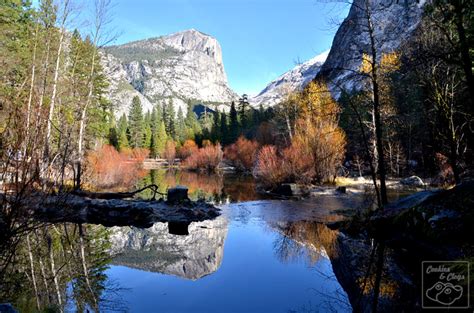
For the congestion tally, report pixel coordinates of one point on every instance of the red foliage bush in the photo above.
(298, 163)
(189, 147)
(268, 169)
(108, 168)
(242, 154)
(170, 152)
(205, 159)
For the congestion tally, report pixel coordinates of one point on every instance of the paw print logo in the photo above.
(444, 293)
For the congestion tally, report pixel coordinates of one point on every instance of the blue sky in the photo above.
(260, 39)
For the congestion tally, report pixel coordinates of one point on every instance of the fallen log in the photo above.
(118, 212)
(116, 195)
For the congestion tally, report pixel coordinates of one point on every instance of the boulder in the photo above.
(341, 189)
(412, 181)
(290, 190)
(7, 308)
(177, 194)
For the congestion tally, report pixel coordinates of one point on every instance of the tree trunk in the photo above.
(33, 275)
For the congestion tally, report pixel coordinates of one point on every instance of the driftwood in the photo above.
(112, 209)
(116, 195)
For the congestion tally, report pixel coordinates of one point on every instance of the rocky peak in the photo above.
(292, 80)
(394, 22)
(193, 40)
(179, 67)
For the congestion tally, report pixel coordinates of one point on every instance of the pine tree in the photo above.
(147, 130)
(160, 138)
(171, 120)
(234, 124)
(243, 106)
(193, 128)
(136, 123)
(181, 126)
(216, 126)
(224, 129)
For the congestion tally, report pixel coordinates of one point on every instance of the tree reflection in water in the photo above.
(61, 268)
(304, 240)
(216, 187)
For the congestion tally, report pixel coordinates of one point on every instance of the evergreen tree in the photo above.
(171, 120)
(224, 129)
(147, 130)
(216, 126)
(136, 124)
(122, 132)
(160, 138)
(243, 107)
(193, 128)
(181, 126)
(234, 124)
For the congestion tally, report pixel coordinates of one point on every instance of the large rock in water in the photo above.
(413, 181)
(155, 249)
(182, 66)
(177, 194)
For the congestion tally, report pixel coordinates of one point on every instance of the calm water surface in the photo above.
(259, 256)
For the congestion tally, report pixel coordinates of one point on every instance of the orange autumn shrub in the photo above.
(317, 144)
(242, 154)
(170, 152)
(189, 147)
(205, 159)
(268, 169)
(139, 154)
(108, 168)
(298, 163)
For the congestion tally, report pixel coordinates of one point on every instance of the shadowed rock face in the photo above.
(293, 80)
(182, 66)
(154, 249)
(394, 22)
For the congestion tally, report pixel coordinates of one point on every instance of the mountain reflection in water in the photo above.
(259, 256)
(154, 249)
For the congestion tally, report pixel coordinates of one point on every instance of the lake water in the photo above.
(260, 255)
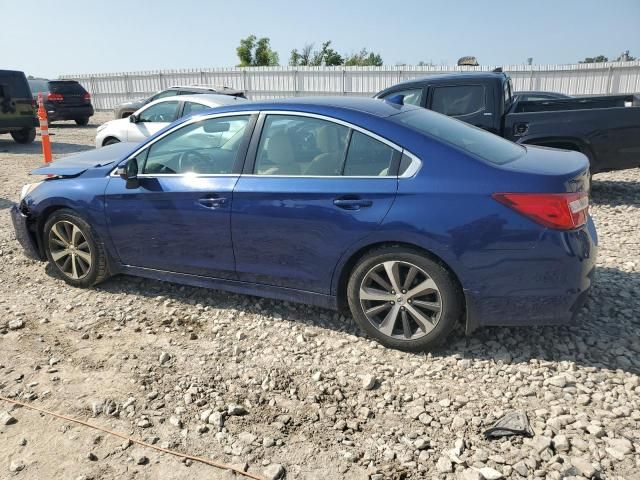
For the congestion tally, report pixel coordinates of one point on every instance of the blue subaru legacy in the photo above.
(412, 220)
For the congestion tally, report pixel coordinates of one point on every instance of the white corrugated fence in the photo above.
(109, 89)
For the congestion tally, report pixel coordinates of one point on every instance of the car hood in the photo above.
(74, 165)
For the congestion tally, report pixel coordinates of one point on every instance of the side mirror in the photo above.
(129, 172)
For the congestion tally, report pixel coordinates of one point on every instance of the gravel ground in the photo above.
(274, 387)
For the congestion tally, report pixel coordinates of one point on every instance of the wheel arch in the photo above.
(342, 276)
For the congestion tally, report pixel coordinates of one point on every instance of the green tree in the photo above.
(264, 56)
(363, 58)
(245, 51)
(625, 57)
(308, 57)
(598, 59)
(256, 53)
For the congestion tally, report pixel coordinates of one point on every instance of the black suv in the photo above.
(63, 99)
(17, 113)
(127, 108)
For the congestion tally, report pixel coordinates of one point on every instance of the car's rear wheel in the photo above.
(74, 249)
(26, 135)
(404, 299)
(110, 141)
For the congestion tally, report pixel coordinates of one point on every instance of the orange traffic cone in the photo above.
(44, 130)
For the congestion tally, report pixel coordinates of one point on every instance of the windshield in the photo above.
(476, 141)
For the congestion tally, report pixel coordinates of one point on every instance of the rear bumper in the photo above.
(23, 235)
(545, 285)
(17, 123)
(68, 112)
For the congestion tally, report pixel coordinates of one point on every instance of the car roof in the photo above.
(446, 77)
(370, 106)
(212, 99)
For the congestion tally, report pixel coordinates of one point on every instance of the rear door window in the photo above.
(298, 145)
(458, 100)
(160, 112)
(367, 157)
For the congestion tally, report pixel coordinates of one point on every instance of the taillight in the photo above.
(563, 211)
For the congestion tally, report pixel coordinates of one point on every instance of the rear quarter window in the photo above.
(487, 146)
(14, 85)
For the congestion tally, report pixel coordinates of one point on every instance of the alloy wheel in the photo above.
(400, 300)
(70, 249)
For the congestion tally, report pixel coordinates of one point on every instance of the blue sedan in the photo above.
(412, 220)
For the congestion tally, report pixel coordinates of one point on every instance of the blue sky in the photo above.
(127, 35)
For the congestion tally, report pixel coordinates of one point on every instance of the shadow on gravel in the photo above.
(606, 334)
(610, 192)
(8, 146)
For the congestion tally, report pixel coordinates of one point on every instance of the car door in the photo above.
(177, 216)
(312, 187)
(152, 119)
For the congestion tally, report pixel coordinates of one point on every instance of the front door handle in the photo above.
(212, 201)
(352, 203)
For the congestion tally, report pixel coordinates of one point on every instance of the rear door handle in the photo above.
(352, 203)
(212, 201)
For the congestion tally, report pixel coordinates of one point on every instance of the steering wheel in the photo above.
(192, 159)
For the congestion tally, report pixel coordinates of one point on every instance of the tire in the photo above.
(442, 305)
(110, 141)
(90, 260)
(26, 135)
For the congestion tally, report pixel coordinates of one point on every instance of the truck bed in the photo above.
(578, 103)
(606, 128)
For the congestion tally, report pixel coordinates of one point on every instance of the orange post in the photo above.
(44, 130)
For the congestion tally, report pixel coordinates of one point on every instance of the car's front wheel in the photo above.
(74, 249)
(26, 135)
(404, 299)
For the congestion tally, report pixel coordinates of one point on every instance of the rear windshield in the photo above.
(481, 143)
(39, 86)
(68, 88)
(14, 85)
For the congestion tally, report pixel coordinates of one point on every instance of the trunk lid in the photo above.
(72, 92)
(554, 169)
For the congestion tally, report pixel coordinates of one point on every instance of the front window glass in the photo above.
(297, 145)
(485, 145)
(205, 147)
(458, 100)
(160, 112)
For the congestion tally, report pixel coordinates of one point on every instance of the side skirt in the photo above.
(235, 286)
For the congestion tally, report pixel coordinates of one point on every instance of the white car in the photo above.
(156, 115)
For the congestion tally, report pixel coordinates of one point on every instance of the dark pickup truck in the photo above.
(605, 128)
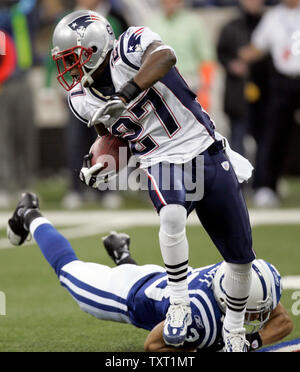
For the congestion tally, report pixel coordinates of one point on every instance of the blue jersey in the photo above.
(148, 302)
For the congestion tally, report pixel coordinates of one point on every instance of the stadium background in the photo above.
(39, 315)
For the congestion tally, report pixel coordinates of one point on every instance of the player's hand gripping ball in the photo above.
(107, 156)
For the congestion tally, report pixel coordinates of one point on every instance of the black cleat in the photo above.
(17, 230)
(117, 246)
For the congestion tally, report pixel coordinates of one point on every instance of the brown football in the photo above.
(113, 152)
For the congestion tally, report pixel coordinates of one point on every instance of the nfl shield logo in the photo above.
(226, 165)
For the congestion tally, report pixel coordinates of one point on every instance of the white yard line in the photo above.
(78, 224)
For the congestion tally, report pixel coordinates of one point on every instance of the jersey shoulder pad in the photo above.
(134, 42)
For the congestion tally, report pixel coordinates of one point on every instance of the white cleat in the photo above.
(235, 341)
(178, 318)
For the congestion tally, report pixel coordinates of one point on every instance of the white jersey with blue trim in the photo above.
(165, 122)
(149, 303)
(139, 295)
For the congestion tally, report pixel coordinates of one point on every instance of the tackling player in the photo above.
(131, 87)
(139, 295)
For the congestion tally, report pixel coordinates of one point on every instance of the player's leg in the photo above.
(224, 215)
(98, 289)
(167, 193)
(117, 247)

★ ★ ★ ★ ★ ★ ★

_Requirement_. Can you copy out every line of text from the entries above word for word, leaving out the pictures?

_Solution_.
For the congestion tally, report pixel coordinates of one point on every instance of the red foliage bush in the photo above.
(298, 163)
(189, 147)
(268, 169)
(108, 168)
(242, 154)
(170, 152)
(205, 159)
For the congestion tally, report pixel coordinates of one point on every instance of the paw print logo in the photo above.
(444, 293)
For the congestion tally, report pixel coordinates of one point on every instance of the blue sky in the photo above.
(260, 39)
For the congestion tally, report pixel coordinates of one point on every instance of the fallen log in the photo above.
(118, 212)
(116, 195)
For the congestion tally, report pixel coordinates of one point on every instance of the boulder in the photo above.
(341, 189)
(412, 181)
(290, 190)
(7, 308)
(177, 194)
For the congestion tally, report pixel coordinates of one point on every instance of the tree trunk in the photo above.
(33, 275)
For the congestion tally, report pixel coordinates of one point on every instance of the driftwood in the photo above.
(112, 209)
(116, 195)
For the congestion tally, report pixel coordinates of one point on every instance of the rocky peak in the photo above.
(292, 80)
(394, 22)
(193, 40)
(179, 67)
For the congestion tally, report pixel coordinates of one point on every instance of the pine tree in the photo above.
(147, 130)
(160, 138)
(171, 120)
(234, 124)
(243, 106)
(193, 128)
(136, 123)
(181, 126)
(216, 126)
(224, 129)
For the congestion tally, report pixel coordinates of one point on every instance of the tree reflection in water in the photo above.
(61, 268)
(304, 240)
(216, 187)
For the congestion tally, report pixel coordinates of one point on every instance of the evergreen tree in the photo above.
(171, 120)
(224, 129)
(147, 130)
(216, 126)
(136, 124)
(122, 132)
(160, 138)
(243, 107)
(193, 128)
(181, 126)
(234, 124)
For the congestion tally, report pixel coordinates of one point on every instance of the large rock in water in the photo above.
(413, 181)
(155, 249)
(182, 66)
(177, 194)
For the congestion tally, report pixel coordinates of one point on every instance of the calm water surface in the photo above.
(259, 256)
For the congestion tally, report pixel coordinates of one point on every instance of the orange autumn shrub in the photo above.
(317, 144)
(242, 154)
(170, 152)
(189, 147)
(205, 159)
(268, 169)
(139, 154)
(108, 168)
(298, 163)
For the congestion tally, report pixel coordinates of one point on every instance of the shadowed rock face in the photo above.
(293, 80)
(182, 66)
(154, 249)
(394, 22)
For the congestion tally, report pixel coordinates of one point on every instance of the mountain reflection in water in the photo above.
(259, 256)
(154, 249)
For the congestion tally, report pixel coordinates of one point on every instance of the lake water in the photo above.
(260, 255)
For the congestion tally, report pixel coordinates of one point on every instance of the blue subaru legacy in the photo above.
(412, 220)
For the congestion tally, report pixel coordinates of one point on every instance of the white corrugated fence in the photo above.
(109, 89)
For the congestion tally, report pixel coordinates of one point on every instance of the car hood in the photo above.
(74, 165)
For the congestion tally, report pixel coordinates of one point on every instance of the side mirror in the photo above.
(129, 172)
For the congestion tally, report pixel coordinates of one point on every instance of the gravel ground in the photo above.
(274, 387)
For the congestion tally, report pixel coordinates of one point on every instance of the wheel arch in the photo above.
(342, 276)
For the congestion tally, report pixel coordinates of one point on every instance of the green tree in the photo above.
(264, 56)
(363, 58)
(245, 51)
(625, 57)
(308, 57)
(598, 59)
(256, 53)
For the congestion tally, report pixel coordinates of one point on every instance of the black suv in the photo above.
(63, 99)
(17, 113)
(127, 108)
For the congestion tally, report pixel coordinates of one point on every instance of the car's rear wheel in the photo above.
(74, 249)
(26, 135)
(404, 299)
(110, 141)
For the congestion tally, report pixel coordinates of one point on every instance of the orange traffic cone in the photo above.
(44, 130)
For the congestion tally, report pixel coordinates of one point on every instance of the windshield in the photo above.
(476, 141)
For the congestion tally, report pixel coordinates of one point on every instance of the rear bumper in the photo above.
(23, 235)
(545, 285)
(17, 123)
(68, 112)
For the congestion tally, report pixel coordinates of one point on every instance of the car roof in the photo above.
(446, 77)
(370, 106)
(212, 99)
For the congestion tally, report pixel coordinates of one point on every instance of the rear door window in the photo above.
(298, 145)
(458, 100)
(160, 112)
(367, 157)
For the congestion tally, report pixel coordinates of one point on every instance of the taillight in the photo above.
(563, 211)
For the congestion tally, report pixel coordinates of one point on every instance of the rear quarter window in the photo above.
(487, 146)
(14, 85)
For the congestion tally, report pixel coordinates of one point on every instance of the alloy wheel in the photo above.
(400, 300)
(70, 249)
For the congestion tally, report pixel coordinates of one point on every instance of the blue sedan in the photo above.
(412, 220)
For the congestion tally, report pixel coordinates of one point on every instance of the blue sky in the photo above.
(127, 35)
For the congestion tally, report pixel coordinates of one point on every instance of the shadow on gravel in the photo above.
(606, 334)
(610, 192)
(8, 146)
For the congestion tally, report pixel coordinates of one point on every instance of the car door in the photo above.
(177, 216)
(312, 187)
(152, 119)
For the congestion tally, report pixel coordinates of one point on every instance of the front door handle in the photo above.
(212, 201)
(352, 203)
For the congestion tally, report pixel coordinates of one point on every instance of the rear door handle in the photo above.
(352, 203)
(212, 201)
For the congestion tally, report pixel coordinates of one point on every instance of the steering wheel in the photo above.
(192, 159)
For the congestion tally, report pixel coordinates of one point on every instance of the tire in the photo above.
(442, 305)
(110, 141)
(90, 260)
(26, 135)
For the congestion tally, report pixel coordinates of one point on every instance of the truck bed in the photo above.
(578, 103)
(606, 128)
For the congestion tally, report pixel coordinates of one point on every instance of the orange post in the photo above.
(44, 130)
For the congestion tally, report pixel coordinates of one point on every instance of the car's front wheel in the photo above.
(74, 249)
(26, 135)
(404, 299)
For the congestion tally, report pixel coordinates of one point on every instance of the rear windshield in the photo above.
(481, 143)
(39, 86)
(68, 88)
(14, 85)
For the congestion tally, report pixel coordinates of one point on every instance of the trunk lid in the photo above.
(72, 92)
(554, 169)
For the congestion tally, report pixel coordinates of one point on every instance of the front window glass in the photo above.
(297, 145)
(485, 145)
(205, 147)
(458, 100)
(160, 112)
For the congestion tally, report pixel coordinates of one point on every instance of the side skirt in the photo above.
(235, 286)
For the congestion tally, report pixel coordinates of one point on every instance of the white car in the photo above.
(156, 115)
For the congestion tally, report pixel coordinates of one point on every instance of the dark pickup truck in the photo above.
(605, 128)
For the congestion tally, report pixel coordinates of one point on every instance of the blue jersey in the photo above.
(148, 302)
For the congestion tally, report pixel coordinates of one point on every instance of the stadium background in the photo above.
(39, 315)
For the congestion tally, report pixel coordinates of one point on every instance of the player's hand gripping ball in the photo above.
(107, 156)
For the congestion tally, report pixel coordinates of one point on every instance of the black cleat in the photo above.
(17, 230)
(117, 246)
For the congestion tally, report pixel coordinates of one point on every instance of the brown football in the photo above.
(113, 152)
For the congestion tally, report pixel coordinates of one point on every instance of the nfl shield logo in the photo above.
(226, 165)
For the congestion tally, report pixel coordinates of one point on every instance of the white yard line in the photo above.
(78, 224)
For the congestion tally, report pixel coordinates of one point on every instance of the jersey shoulder pad in the photo above.
(134, 42)
For the congestion tally, report pixel coordinates of one point on every instance of the white cleat in the photo above.
(235, 341)
(178, 318)
For the congestion tally, report pixel coordinates of one point on every instance of the white jersey with blue trim in the photo above.
(165, 122)
(149, 303)
(139, 295)
For the congestion tally, report pixel coordinates of one point on every instance of the tackling player in the photo above.
(131, 87)
(139, 295)
For the congestion tally, report pixel coordinates of one point on every instance of the player's leg in the photo above.
(224, 215)
(98, 289)
(167, 193)
(117, 247)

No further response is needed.